本文抜粋:
☆ ☆ ☆

Stanford CS231n:Softmax Exercise

このExerciseの目的:

  1. SVM(support vector machine:サポートベクターマシン)用完全ベクトル化loss function(損失関数)実装
  2. analytic gradient(解析的勾配)用完全ベクトル化表現実装
  3. numerical gradient(数値勾配)を使ったこれら実装のチェック
  4. 学習率と正則化強度の調整にvalidation set(バリデーションセット)を使う。
  5. SGD(stochastic gradient descent:確率的勾配降下法)を用いて損失関数を最適化する。
  6. 最終的なlearned weights(学習済み重み)を可視化する。
スポンサーリンク

Softmax exercise

まずは必要なモジュールをロードする。

import random
import numpy as np
from cs231n.data_utils import load_CIFAR10
import matplotlib.pyplot as plt

from __future__ import print_function

%matplotlib inline
plt.rcParams['figure.figsize'] = (10.0, 8.0) # set default size of plots
plt.rcParams['image.interpolation'] = 'nearest'
plt.rcParams['image.cmap'] = 'gray'

# for auto-reloading extenrnal modules
# see http://stackoverflow.com/questions/1907993/autoreload-of-modules-in-ipython
%load_ext autoreload
%autoreload 2
def get_CIFAR10_data(num_training=49000, num_validation=1000, num_test=1000, num_dev=500):
    """
    Load the CIFAR-10 dataset from disk and perform preprocessing to prepare
    it for the linear classifier. These are the same steps as we used for the
    SVM, but condensed to a single function.  
    """
    # Load the raw CIFAR-10 data
    cifar10_dir = 'cs231n/datasets/cifar-10-batches-py'
    
    X_train, y_train, X_test, y_test = load_CIFAR10(cifar10_dir)
    
    # subsample the data
    mask = list(range(num_training, num_training + num_validation))
    X_val = X_train[mask]
    y_val = y_train[mask]
    mask = list(range(num_training))
    X_train = X_train[mask]
    y_train = y_train[mask]
    mask = list(range(num_test))
    X_test = X_test[mask]
    y_test = y_test[mask]
    mask = np.random.choice(num_training, num_dev, replace=False)
    X_dev = X_train[mask]
    y_dev = y_train[mask]
    
    # Preprocessing: reshape the image data into rows
    X_train = np.reshape(X_train, (X_train.shape[0], -1))
    X_val = np.reshape(X_val, (X_val.shape[0], -1))
    X_test = np.reshape(X_test, (X_test.shape[0], -1))
    X_dev = np.reshape(X_dev, (X_dev.shape[0], -1))
    
    # Normalize the data: subtract the mean image
    mean_image = np.mean(X_train, axis = 0)
    X_train -= mean_image
    X_val -= mean_image
    X_test -= mean_image
    X_dev -= mean_image
    
    # add bias dimension and transform into columns
    X_train = np.hstack([X_train, np.ones((X_train.shape[0], 1))])

☆ ☆ ☆

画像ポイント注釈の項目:

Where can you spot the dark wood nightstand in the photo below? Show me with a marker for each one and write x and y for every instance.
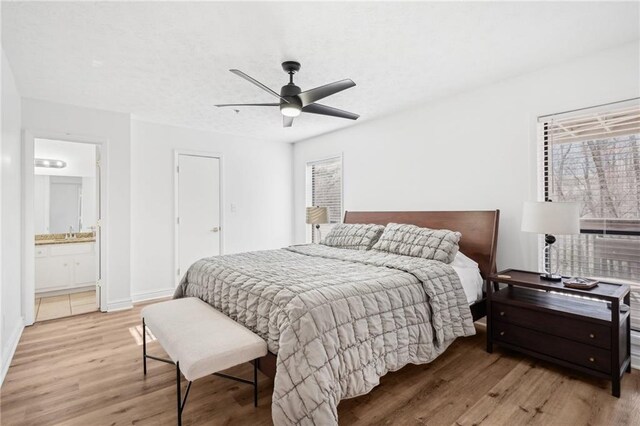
(545, 320)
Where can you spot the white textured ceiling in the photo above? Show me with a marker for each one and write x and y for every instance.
(168, 62)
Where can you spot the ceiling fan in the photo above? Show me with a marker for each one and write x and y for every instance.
(293, 101)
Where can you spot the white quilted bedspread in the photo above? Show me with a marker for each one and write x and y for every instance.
(337, 319)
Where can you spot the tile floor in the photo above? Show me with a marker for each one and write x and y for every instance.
(65, 305)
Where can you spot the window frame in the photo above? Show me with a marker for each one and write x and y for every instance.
(308, 188)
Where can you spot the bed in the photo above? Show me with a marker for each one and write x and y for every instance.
(336, 320)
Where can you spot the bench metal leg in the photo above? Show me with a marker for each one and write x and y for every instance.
(144, 346)
(178, 390)
(255, 383)
(181, 401)
(249, 382)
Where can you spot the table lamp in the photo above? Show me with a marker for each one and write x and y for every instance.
(551, 219)
(317, 216)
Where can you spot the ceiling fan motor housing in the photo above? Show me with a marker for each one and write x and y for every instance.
(290, 92)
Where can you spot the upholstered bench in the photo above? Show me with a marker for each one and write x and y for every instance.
(200, 341)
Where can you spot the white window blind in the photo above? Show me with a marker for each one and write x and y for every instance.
(324, 189)
(593, 157)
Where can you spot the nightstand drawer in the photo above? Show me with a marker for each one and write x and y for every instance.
(554, 346)
(581, 331)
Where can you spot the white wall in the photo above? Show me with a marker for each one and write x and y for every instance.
(10, 219)
(257, 180)
(114, 128)
(477, 150)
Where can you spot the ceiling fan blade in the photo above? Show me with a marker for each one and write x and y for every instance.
(287, 121)
(325, 110)
(257, 83)
(274, 104)
(310, 96)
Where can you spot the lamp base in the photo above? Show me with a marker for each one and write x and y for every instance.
(551, 277)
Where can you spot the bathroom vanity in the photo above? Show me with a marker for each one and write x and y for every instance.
(62, 264)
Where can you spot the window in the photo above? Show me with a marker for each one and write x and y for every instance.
(324, 189)
(593, 157)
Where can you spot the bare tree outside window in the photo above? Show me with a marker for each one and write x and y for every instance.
(594, 158)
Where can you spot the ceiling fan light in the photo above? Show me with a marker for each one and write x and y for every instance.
(290, 110)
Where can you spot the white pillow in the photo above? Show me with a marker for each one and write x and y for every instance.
(462, 261)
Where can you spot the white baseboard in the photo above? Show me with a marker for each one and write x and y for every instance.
(119, 305)
(150, 295)
(10, 350)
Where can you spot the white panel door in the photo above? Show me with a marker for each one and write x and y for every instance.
(198, 209)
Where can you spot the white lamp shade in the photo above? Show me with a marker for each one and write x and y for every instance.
(317, 215)
(551, 218)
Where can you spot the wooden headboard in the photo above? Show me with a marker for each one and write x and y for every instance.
(479, 229)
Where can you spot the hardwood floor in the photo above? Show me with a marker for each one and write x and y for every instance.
(87, 370)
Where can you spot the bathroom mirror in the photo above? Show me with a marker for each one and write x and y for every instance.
(64, 203)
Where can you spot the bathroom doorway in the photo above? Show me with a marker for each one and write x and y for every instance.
(66, 222)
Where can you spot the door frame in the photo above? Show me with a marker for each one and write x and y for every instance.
(28, 229)
(176, 193)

☆ ☆ ☆

課題の指示:
a. 本文抜粋によると、学習率と正則化強度の調整には何を使うか。
b. 本文抜粋のget_CIFAR10_data関数について、引数の名前と既定値をすべて挙げよ。

解答:
a. validation set(バリデーションセット)を使う。

b. num_training=49000、num_validation=1000、num_test=1000、num_dev=500